→ **TASK TO COMPLETE**: Answer with the number of lines in the records that contain "jersey" and with nothing else.

Dataset entries:
════════════════
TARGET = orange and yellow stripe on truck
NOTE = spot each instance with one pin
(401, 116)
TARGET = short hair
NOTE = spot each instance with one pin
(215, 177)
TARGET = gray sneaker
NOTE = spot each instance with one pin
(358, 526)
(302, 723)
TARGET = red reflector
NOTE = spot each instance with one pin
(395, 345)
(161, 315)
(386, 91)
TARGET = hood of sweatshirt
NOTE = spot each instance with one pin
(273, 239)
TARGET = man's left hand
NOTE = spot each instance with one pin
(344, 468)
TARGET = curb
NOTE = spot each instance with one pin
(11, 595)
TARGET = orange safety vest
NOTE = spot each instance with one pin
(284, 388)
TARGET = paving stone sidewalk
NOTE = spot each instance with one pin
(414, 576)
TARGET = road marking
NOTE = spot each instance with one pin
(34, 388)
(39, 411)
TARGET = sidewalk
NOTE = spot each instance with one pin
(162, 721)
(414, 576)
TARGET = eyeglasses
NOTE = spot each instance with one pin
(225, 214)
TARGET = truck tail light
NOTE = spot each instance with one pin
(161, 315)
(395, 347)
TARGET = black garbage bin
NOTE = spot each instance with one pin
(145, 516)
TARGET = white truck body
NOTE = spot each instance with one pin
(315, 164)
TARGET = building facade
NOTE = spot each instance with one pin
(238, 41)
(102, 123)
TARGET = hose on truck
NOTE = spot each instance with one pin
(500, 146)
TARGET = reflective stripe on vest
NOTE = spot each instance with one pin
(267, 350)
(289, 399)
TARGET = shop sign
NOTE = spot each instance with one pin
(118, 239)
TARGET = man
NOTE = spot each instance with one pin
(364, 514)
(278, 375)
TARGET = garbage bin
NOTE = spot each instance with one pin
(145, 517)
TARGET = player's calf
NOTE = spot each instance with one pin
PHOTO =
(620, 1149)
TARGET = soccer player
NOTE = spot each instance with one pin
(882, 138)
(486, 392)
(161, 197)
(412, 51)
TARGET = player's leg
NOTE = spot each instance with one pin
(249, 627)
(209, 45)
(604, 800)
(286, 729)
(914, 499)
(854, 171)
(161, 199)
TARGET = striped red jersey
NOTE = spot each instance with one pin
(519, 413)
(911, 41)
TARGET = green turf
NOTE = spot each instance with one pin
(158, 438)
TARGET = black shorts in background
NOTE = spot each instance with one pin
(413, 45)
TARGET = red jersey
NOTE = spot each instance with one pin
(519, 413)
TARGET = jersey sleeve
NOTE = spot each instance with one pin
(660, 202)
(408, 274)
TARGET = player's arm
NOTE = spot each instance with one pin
════════════════
→ **ANSWER SPACE**: 3